# WHAT YOU ARE ASKED TO DO:
Turn the lines below, from the one containing "Q: Mark a point on every instance of the cream" through the one containing "Target: cream exterior wall", into a numbered list, skipping any blank lines.
══ RECORDS TO USE ══
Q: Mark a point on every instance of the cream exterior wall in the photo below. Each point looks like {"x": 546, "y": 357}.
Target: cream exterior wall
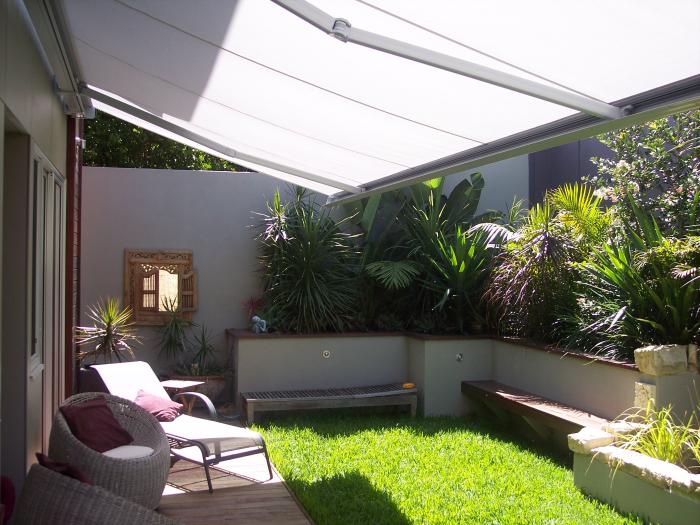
═══
══ RECORDS TO USE ══
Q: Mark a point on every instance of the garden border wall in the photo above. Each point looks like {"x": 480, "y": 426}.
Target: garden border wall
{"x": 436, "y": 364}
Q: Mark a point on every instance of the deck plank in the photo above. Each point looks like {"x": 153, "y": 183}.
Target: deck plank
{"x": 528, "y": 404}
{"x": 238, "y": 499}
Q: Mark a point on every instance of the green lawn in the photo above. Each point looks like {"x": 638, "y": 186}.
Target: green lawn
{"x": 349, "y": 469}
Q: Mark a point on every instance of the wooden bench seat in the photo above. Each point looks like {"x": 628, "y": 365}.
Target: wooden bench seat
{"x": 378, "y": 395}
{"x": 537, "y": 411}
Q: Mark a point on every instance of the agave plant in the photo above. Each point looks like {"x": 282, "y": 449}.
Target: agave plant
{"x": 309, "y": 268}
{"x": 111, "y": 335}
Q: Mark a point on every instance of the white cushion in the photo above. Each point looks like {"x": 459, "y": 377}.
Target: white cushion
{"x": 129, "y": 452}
═══
══ RECORDS TO USE ══
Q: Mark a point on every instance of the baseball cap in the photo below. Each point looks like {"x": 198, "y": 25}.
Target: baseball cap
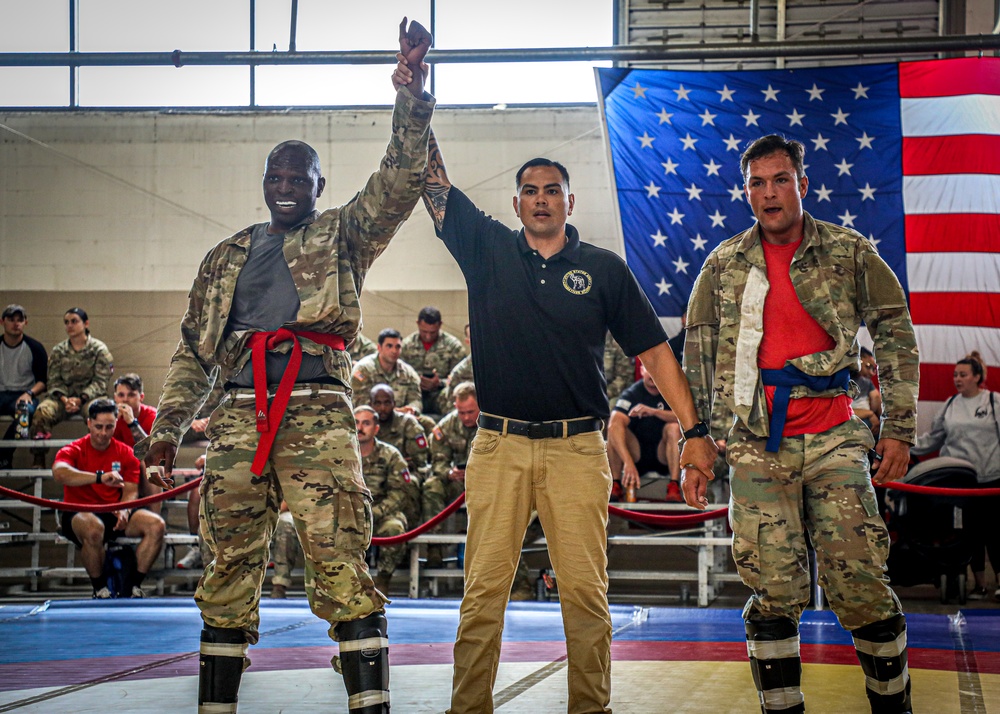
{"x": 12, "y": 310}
═══
# EXERCISE RESPONSE:
1. Q: Mark a point on every instance of the cream exterior wall in the photo below. Each point looks like {"x": 546, "y": 357}.
2. Target: cream exterior wall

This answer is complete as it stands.